Instruction: Copy the records from the line that contains "Expected: a point placed on each instance of the wicker" through the end of the records, keeping every line exactly as it appears, both ends included.

Record list:
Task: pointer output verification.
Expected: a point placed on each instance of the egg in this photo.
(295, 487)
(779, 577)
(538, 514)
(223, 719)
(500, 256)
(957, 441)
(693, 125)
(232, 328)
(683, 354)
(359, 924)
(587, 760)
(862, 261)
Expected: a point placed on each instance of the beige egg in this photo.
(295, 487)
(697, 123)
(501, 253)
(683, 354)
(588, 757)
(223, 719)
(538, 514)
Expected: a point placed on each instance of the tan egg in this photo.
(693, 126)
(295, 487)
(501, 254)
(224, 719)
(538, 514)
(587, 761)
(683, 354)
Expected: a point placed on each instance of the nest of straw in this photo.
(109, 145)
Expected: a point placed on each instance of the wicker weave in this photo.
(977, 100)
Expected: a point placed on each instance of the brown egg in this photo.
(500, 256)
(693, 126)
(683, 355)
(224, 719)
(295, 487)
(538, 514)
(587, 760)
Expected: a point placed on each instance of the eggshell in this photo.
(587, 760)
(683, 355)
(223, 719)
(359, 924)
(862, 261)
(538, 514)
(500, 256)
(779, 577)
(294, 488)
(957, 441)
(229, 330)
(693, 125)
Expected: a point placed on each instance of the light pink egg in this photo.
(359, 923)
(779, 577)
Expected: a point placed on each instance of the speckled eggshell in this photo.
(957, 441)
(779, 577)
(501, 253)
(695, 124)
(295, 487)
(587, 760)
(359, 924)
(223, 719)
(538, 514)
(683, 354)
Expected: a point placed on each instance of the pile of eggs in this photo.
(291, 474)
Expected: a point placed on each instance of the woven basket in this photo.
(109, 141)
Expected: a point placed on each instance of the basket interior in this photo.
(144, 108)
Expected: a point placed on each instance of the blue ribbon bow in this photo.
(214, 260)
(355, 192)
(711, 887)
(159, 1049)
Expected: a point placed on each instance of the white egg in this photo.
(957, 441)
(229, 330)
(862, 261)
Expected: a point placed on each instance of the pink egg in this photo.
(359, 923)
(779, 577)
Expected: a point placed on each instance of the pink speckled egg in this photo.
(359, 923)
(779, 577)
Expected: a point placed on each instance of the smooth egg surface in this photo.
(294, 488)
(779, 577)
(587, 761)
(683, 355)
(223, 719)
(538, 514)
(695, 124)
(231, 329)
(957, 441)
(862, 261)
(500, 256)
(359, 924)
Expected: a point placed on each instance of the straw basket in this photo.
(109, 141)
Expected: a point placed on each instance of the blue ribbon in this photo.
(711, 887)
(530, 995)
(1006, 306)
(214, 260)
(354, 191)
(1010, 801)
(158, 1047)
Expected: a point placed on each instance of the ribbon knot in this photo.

Exercise output:
Expected: a point placed on each instance of the wicker weave in this photo.
(977, 100)
Expected: a point placed on each instance of the brown egg in this photo.
(500, 256)
(693, 126)
(683, 355)
(224, 719)
(295, 487)
(538, 514)
(587, 760)
Expected: a point placed on each instance of the eggshell in this photo.
(587, 760)
(683, 355)
(223, 719)
(359, 924)
(862, 261)
(538, 514)
(500, 256)
(779, 577)
(294, 488)
(957, 441)
(229, 330)
(693, 125)
Expected: a point placed on each instance of the light pink egg in this photo.
(359, 923)
(779, 577)
Expected: a point placed on each instance of the speckled eggshell in this photo.
(957, 441)
(779, 577)
(501, 253)
(695, 124)
(295, 487)
(587, 760)
(359, 924)
(223, 719)
(538, 514)
(683, 354)
Expected: a point placed on each instance of the pile of eggs in this photo.
(291, 474)
Expected: a point placed on each instance of the woven basket in this photo.
(109, 141)
Expected: a point placed on each instance of the basket interior in this photo.
(144, 108)
Expected: a point placed on each instance of the blue ribbon bow in this photo.
(214, 260)
(355, 192)
(711, 887)
(159, 1049)
Expected: a point placed on each instance of the white egg in this photo.
(957, 441)
(229, 330)
(862, 261)
Expected: a point placed on each instance of the pink egg in this photo.
(359, 923)
(779, 577)
Expected: a point placed on each instance of the pink speckled egg in this photo.
(359, 923)
(779, 577)
Expected: a point placed on each instance of the smooth egg surface in this photo.
(294, 488)
(779, 577)
(587, 761)
(683, 355)
(223, 719)
(538, 514)
(695, 124)
(231, 329)
(957, 441)
(862, 261)
(500, 256)
(359, 924)
Expected: a point placed on each instance of the straw basket in this photo.
(109, 141)
Expected: a point placed on each instance of the blue ribbon in this photo.
(711, 887)
(530, 995)
(1006, 306)
(214, 260)
(354, 191)
(1010, 801)
(158, 1047)
Expected: a point placed on each instance of the ribbon knot in this photo.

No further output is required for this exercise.